■ WRITTEN REQUEST
Locate each line in the records below that contains the string "green" and copy those lines. Case counts.

■ Records from a point labeling set
+---+

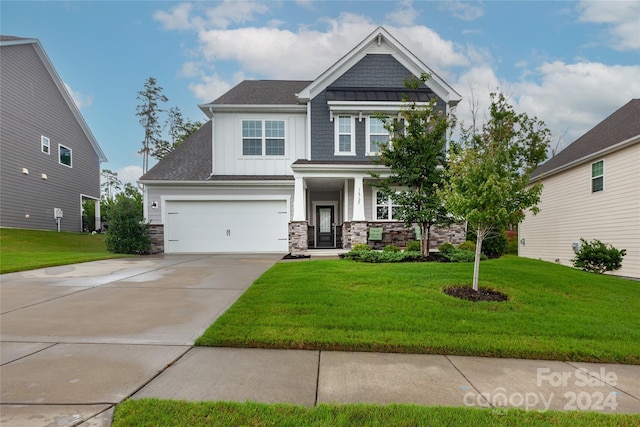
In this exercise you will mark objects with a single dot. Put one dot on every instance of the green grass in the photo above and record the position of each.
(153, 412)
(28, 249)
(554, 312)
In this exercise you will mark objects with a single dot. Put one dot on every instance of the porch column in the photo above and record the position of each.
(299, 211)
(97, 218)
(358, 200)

+---+

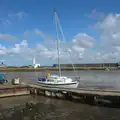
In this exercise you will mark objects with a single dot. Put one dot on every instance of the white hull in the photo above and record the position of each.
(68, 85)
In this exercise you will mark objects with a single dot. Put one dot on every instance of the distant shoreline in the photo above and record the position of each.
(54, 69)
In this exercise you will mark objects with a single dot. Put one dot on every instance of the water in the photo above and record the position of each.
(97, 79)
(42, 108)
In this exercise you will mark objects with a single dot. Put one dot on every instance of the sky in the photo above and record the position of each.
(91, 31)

+---+

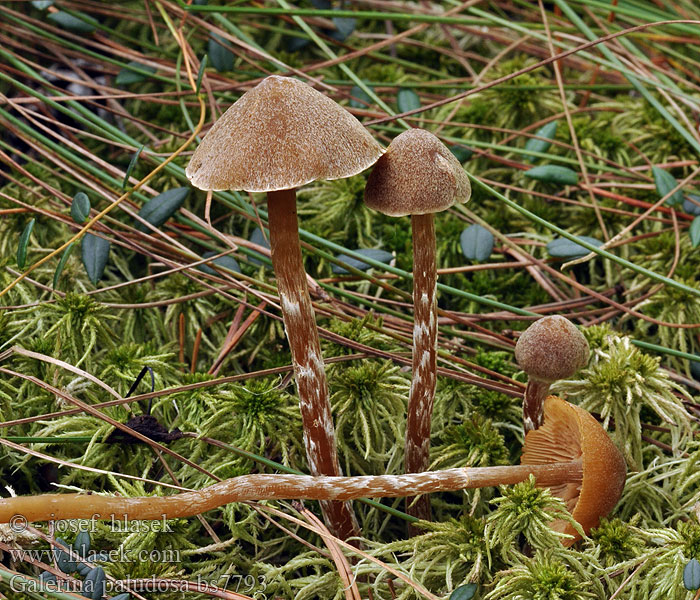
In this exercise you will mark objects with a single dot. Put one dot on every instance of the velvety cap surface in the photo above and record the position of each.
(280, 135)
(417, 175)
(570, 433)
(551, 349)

+---+

■ EXPECTED OUTPUT
In this exercise you will mark objects with a single dot. Put one dot on every instance of the green grass in the photo above and record the position of each.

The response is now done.